## REQUIREMENT 1
From the HIV trials passage, list everything that sponsors must closely examine when designing HIV vaccine efficacy trials.
## REQUIREMENT 2
For each statement, say yes or no according to the HIV trials passage, and quote the words that decide it.
(a) The clinical trials landscape has been severely affected by the COVID-19 pandemic.
(b) Sponsors are advised to give participants smartphones for keeping patient diaries.
(c) Home visits could take place outside normal business hours.
## REQUIREMENT 3
Pick up the HIV trials passage after its last sentence and continue it.

--- DOCUMENT EXCERPT Enclosed Below ---

Discover how in-home services and a global development strategy can help us get closer to more effective treatments.

Today’s evolving clinical trials landscape, which has been severely impacted by the COVID-19 pandemic, provides an opportunity to challenge the HIV prevention and treatment clinical research paradigm, particularly the design of HIV vaccine efficacy trials. To do this, sponsors must start by closely examining the use of active controls, study populations, standards of prevention, primary or surrogate endpoints and biomarkers when designing such trials. More importantly, they need to take into consideration the diverse cultural, lifestyle and biological circumstances that influence individual decision-making around the use of HIV prevention strategies, which can evolve over the course of a study.

Specifically, people at risk for, or living with, HIV face the challenges of stigma and discrimination, both of which are known to negatively affect quality of life, as well as treatment outcomes. Therefore, sponsors will need to be aware of the societal stigma associated with HIV, including the possible reluctance to participate in HIV clinical trials. As such, sponsors will need to provide sensitivity training to staff and sites. For example, rather than providing smartphones for collecting patient diaries, sponsors may consider BYOD (bring your own device) to reduce stigmas, as patients may be questioned about why and how they received these new devices.

Designing patient-centric clinical trials for people at risk for, or living with, HIV

Given the unique challenges associated with HIV vaccine efficacy trials, sponsors should consider employing a decentralised, patient-centric alternative to the traditional on-site model, such as a hybrid design, which would incorporate three elements: in-home services, virtual visits and an end-to-end participant engagement platform (i.e., a study app). This option would not only enhance trial recruitment, but also promote study compliance.

Through home health care services, for example, sponsors could deploy trained nurses and teams to conduct visits in the participant’s home, which could reduce the travel burden on participants and their families. What’s more, home visits offered outside normal business hours could accommodate participants’ schedules, further facilitating better compliance.

--- End of Enclosed DOCUMENT EXCERPT ---
--- EXERCISE DATA Enclosed Below ---

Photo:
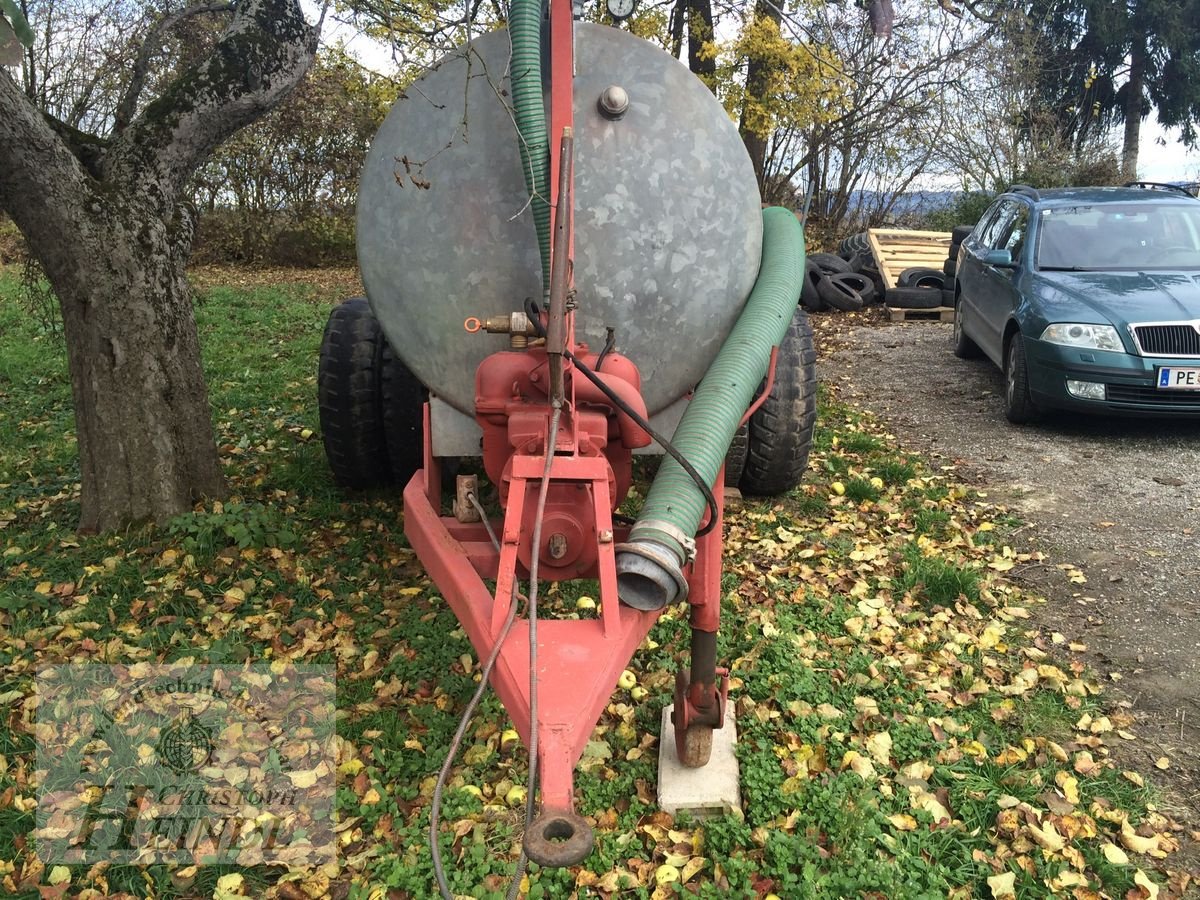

--- End of Enclosed EXERCISE DATA ---

## WRITTEN RESPONSE 1
- active controls
- study populations
- standards of prevention
- primary or surrogate endpoints
- biomarkers

## WRITTEN RESPONSE 2
(a) Yes: "which has been severely impacted by the COVID-19 pandemic"
(b) No: "rather than providing smartphones for collecting patient diaries, sponsors may consider BYOD (bring your own device)"
(c) Yes: "home visits offered outside normal business hours could accommodate participants’ schedules"

## WRITTEN RESPONSE 3
Virtual visits using telemedicine, would allow the investigator to observe the participant, instruct them to complete assessments and record their observations, without having to travel to the patient’s home. In addition, providing a study app with notifications, reminders and surveys would allow for communication and remote data collection directly from the participant, creating better engagement. Using this strategy, the investigator and study team would not have to wait for a participant to attend an on-site visit for data collection or download, creating efficiency and saving time. Having the participant app provided via a digital tool, such as a smartphone, also would allow the participant to have one access point for recording data, thereby easing the burden on participants and study teams.

Keeping HIV clinical trials on track amid a pandemic

Ongoing clinical trials with patients at risk for, or living with HIV, have felt the disruptions caused by the COVID-19 pandemic. By implementing the new strategies outlined above, sponsors can better manage these clinical trials and reduce the risk of infection to trial participants and staff. For example, incorporating decentralised elements – such as home health care and/or other alternative site solutions – into an HIV clinical trial can ensure uninterrupted access to HIV treatments and services, while further reducing contact with clinics.

As the current pandemic has led to the increase in the use of decentralisation, sponsors are beginning to consider making these new strategies a permanent part of protocols.